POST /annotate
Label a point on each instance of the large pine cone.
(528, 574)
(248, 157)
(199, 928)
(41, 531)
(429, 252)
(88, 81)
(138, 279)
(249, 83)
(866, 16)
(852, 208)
········
Work order: Repeat the data in its entirety, word for word.

Output:
POST /annotate
Label a point on each instance of the large pine cone.
(528, 574)
(248, 157)
(199, 928)
(41, 531)
(429, 252)
(88, 81)
(138, 279)
(249, 83)
(866, 16)
(852, 208)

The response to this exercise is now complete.